::: Selection
# Trapper and Predator caller magazine?



## Snowshark (Jan 31, 2007)

Does anybody have any old issues that they want to part with. I got my brother started trapping and i cant find my stack of old issues and he should read them during the summer.


----------



## Fallguy (Jan 23, 2004)

I don't have any old magazines but I just joined NDFHTA and you get a subscription free when you join. It is a good mag?


----------



## LAtrapper (Feb 5, 2007)

Fallguy, yes i like it alot. I just got my first issue when i joined the LTAHA and i get a subscription. 10 issues a year.


----------



## carp_killer (Nov 24, 2006)

is there a certain species you want info on so i can dig through mine and find some related to that species good for you for getting another person interested as well


----------



## Snowshark (Jan 31, 2007)

I got him started on beaver and rats and he is like a sponge. It's great he is getting me back into trapping(i haven't been doing much for the last 6-7 years).
::::::
::: Excerpted data
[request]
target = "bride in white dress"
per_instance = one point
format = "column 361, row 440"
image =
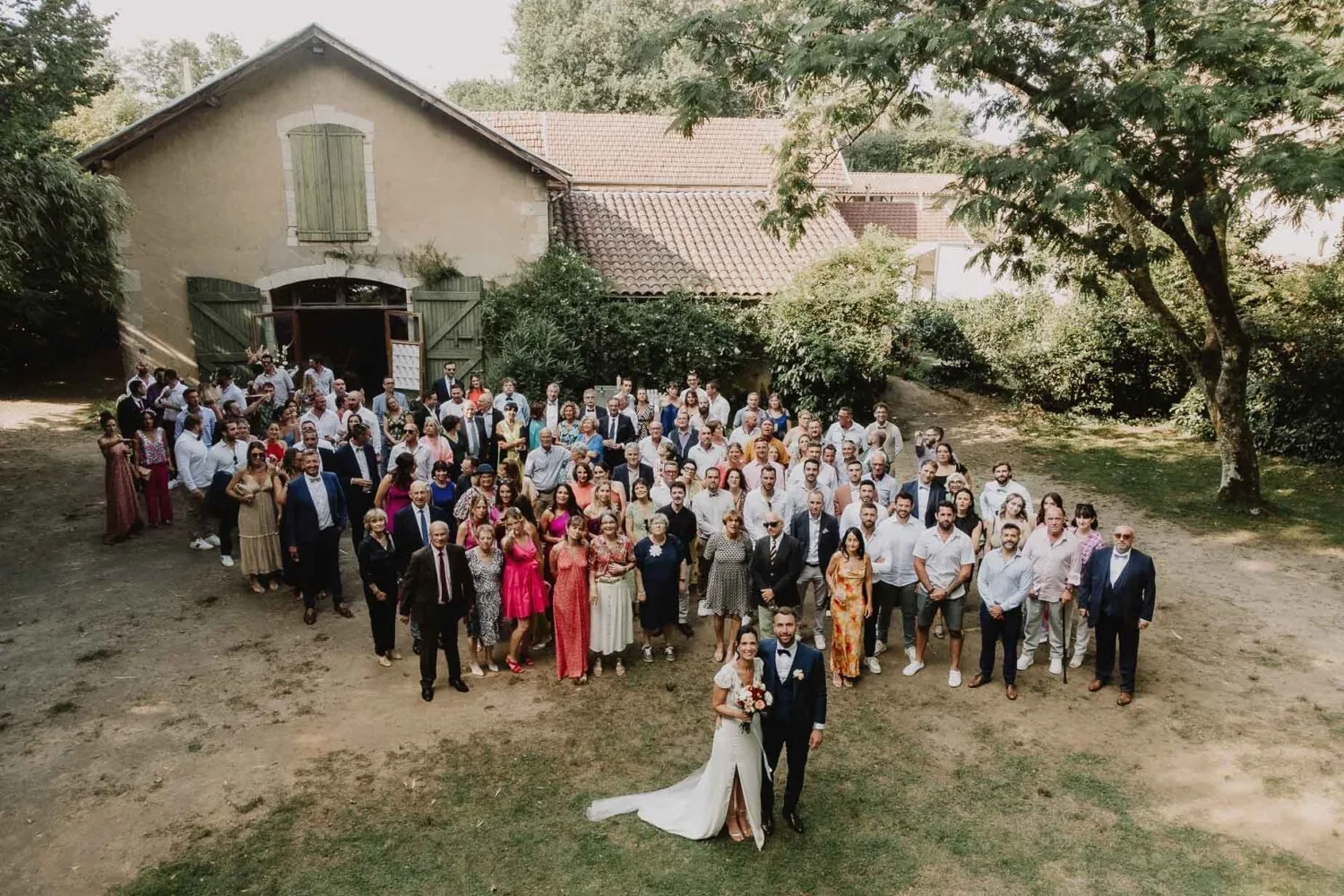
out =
::::::
Parts of the exercise:
A – Write out the part of the trapping magazine thread between "## Fallguy (Jan" and "(Feb 5, 2007)", inclusive.
B – Pick up the forum thread about trapping magazines from the point where it stops, and keep it going.

Expected responses:
A –
## Fallguy (Jan 23, 2004)

I don't have any old magazines but I just joined NDFHTA and you get a subscription free when you join. It is a good mag?


----------



## LAtrapper (Feb 5, 2007)

B –
I am mostly looking for stuff on rats, beaver and mink. I figured next season he can go with water sets and i can get him started on fox and coyotes. 
He is an electrician and does work for a lot of farmers, so he is working on getting a pile of land to trap. He is 50 and he's like a 16 year old just starting. He wants to trap 300-400 rats next year and 40-50 beaver. He is even talking about taking a weeks vacation just to trap!!
IT IS AWESOME!!  I love seing someone getting into trapping that much, so i am doing everything that i can to help.


----------



## ND trapper (Nov 14, 2006)

Snowshark said:


> IT IS AWESOME!!  I love seing someone getting into trapping that much, so i am doing everything that i can to help.


My hat is off to ya.


----------



## carp_killer (Nov 24, 2006)

i will see if i can find any im sure i have some in one of the stacks


----------



## smitty223 (Mar 31, 2006)

If I remember hearing (or reading) correctly, T & PC now has their own talk forum.

Smitty


----------



## hunterhugg (Jun 27, 2007)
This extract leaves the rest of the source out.